I remember picking up my copy of Reading Festival 73 from Brash Suttons, Geelong back in the mid 70's when they were having a huge sale. This album was one of many titles being given away for the pricely sum of $1.99 and I'm pretty sure the normal price for a record was around $7.00
What caught my attention was the inclusion of tracks from some well known artists: Roy Gallagher, Status Quo and The Faces. However, I wasn't all that familar with the other artists although one of these - Greenslade was a band that I'd always wanted to pursue.
Needless to say, I was happy with my purchase at the time and I still put this album on my turntable every now and then.
This album was also released on the Tiger Lily label as "Reading Festival Featuring Rod Stewart", and is a unique release ... it's certainly obscure. I've only seen two copies in 40 years of collecting so good luck locating another copy.
As you probably guessed, the other album title wasn't particularly accurate. Yeah, the performances were taped at the Reading Festival (officially The 13th National Jazz, Blues & Rock Festival, Reading, England held over three days in June 1973), but in spite of the title, Rod Stewart (and the Faces) were hardly the dominant act on this eight selection compilation. In fact they were only featured on one lackluster track - turns out Stewart and the Faces who were in the midst of going their separate ways also got pretty bad reviews at the concert itself. So what's actually on the album?
- The late Rory Gallagher started the set off with a blazing "Hands Off". Fantastic live version that kicked the crap out of the original studio version (found on 1972's 'Blueprint').

Records from a data source:
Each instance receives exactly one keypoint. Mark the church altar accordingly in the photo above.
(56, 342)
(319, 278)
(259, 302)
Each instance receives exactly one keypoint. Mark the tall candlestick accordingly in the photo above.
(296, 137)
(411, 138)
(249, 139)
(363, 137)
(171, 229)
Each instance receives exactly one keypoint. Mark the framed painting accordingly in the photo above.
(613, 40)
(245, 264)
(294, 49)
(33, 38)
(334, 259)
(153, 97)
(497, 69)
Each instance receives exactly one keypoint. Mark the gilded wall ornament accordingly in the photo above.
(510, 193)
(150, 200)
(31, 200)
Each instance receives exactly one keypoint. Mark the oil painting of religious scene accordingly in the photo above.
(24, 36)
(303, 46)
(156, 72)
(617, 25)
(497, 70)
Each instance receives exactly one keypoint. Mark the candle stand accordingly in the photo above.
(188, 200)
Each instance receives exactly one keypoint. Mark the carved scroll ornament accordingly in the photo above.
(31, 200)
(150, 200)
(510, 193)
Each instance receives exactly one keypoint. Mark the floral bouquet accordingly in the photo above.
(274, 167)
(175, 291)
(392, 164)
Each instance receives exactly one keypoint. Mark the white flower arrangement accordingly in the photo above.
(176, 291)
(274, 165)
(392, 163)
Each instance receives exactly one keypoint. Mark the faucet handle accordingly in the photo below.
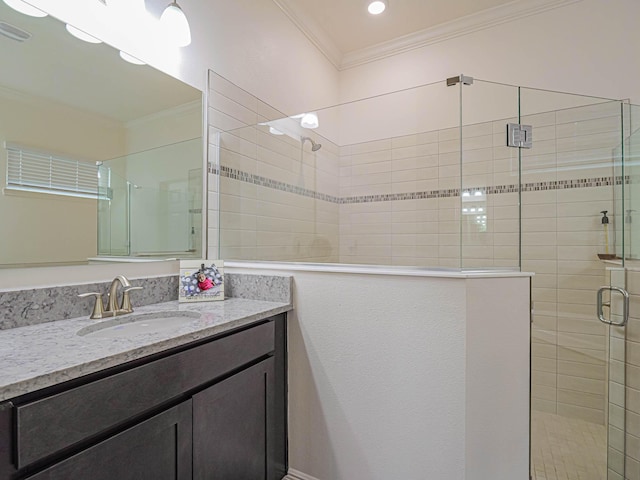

- _Task to complete_
Please answer these questions about the Reading Festival 73 post:
(a) What price was the album selling for at the Brash Suttons sale?
(b) How many copies of the Tiger Lily release has the writer seen, and over how many years of collecting?
(c) Which song started the set off?

- _Completed exercise_
(a) $1.99
(b) Two copies in 40 years
(c) "Hands Off"